== Data entries

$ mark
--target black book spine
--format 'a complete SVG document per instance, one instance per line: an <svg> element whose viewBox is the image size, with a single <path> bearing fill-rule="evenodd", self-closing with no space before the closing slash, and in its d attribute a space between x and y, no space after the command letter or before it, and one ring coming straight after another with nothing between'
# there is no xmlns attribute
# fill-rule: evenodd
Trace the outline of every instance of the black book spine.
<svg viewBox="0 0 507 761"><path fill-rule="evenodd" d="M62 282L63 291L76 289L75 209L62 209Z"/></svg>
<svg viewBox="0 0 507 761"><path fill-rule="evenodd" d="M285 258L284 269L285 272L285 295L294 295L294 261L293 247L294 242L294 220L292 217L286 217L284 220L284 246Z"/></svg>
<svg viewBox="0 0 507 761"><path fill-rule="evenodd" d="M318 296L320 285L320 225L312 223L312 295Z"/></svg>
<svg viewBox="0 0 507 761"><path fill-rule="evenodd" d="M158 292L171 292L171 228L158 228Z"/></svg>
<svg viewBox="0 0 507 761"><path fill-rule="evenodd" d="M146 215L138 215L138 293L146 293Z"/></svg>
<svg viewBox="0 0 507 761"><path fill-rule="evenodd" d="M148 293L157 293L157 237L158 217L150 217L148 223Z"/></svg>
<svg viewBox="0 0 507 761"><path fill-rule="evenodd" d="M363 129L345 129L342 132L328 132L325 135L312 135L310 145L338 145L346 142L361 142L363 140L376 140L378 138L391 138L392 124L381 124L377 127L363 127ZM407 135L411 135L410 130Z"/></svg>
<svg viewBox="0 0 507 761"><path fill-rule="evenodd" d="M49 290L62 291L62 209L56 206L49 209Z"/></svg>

====

● **Aim**
Rewrite the data above with every "black book spine" changed to "dark book spine", keeping everything else the same.

● **Solution**
$ mark
--target dark book spine
--format 'a complete SVG document per instance, one instance per line: an <svg> element whose viewBox is the image size, with a single <path> bearing fill-rule="evenodd", self-closing with no space before the closing slash, and in its d attribute a space between x and y, no space after the command letter or before it, and one ring coming straight after another with nothing between'
# there is no xmlns attribute
# fill-rule: evenodd
Trace the outline of every instance of the dark book spine.
<svg viewBox="0 0 507 761"><path fill-rule="evenodd" d="M62 282L63 291L76 289L75 209L62 209Z"/></svg>
<svg viewBox="0 0 507 761"><path fill-rule="evenodd" d="M285 258L284 269L285 272L285 295L294 295L294 261L293 247L294 242L294 220L292 217L286 217L284 220L284 246Z"/></svg>
<svg viewBox="0 0 507 761"><path fill-rule="evenodd" d="M318 296L320 285L320 225L312 223L312 295Z"/></svg>
<svg viewBox="0 0 507 761"><path fill-rule="evenodd" d="M158 292L171 292L171 228L158 228Z"/></svg>
<svg viewBox="0 0 507 761"><path fill-rule="evenodd" d="M146 215L138 215L138 293L146 293Z"/></svg>
<svg viewBox="0 0 507 761"><path fill-rule="evenodd" d="M148 293L157 293L157 237L158 217L150 217L148 223Z"/></svg>
<svg viewBox="0 0 507 761"><path fill-rule="evenodd" d="M363 129L345 129L342 132L328 132L325 135L312 135L310 145L338 145L346 142L361 142L363 140L376 140L378 138L391 138L392 124L381 124L377 127L363 127ZM407 135L411 135L410 130Z"/></svg>
<svg viewBox="0 0 507 761"><path fill-rule="evenodd" d="M49 290L62 291L62 209L56 206L49 209Z"/></svg>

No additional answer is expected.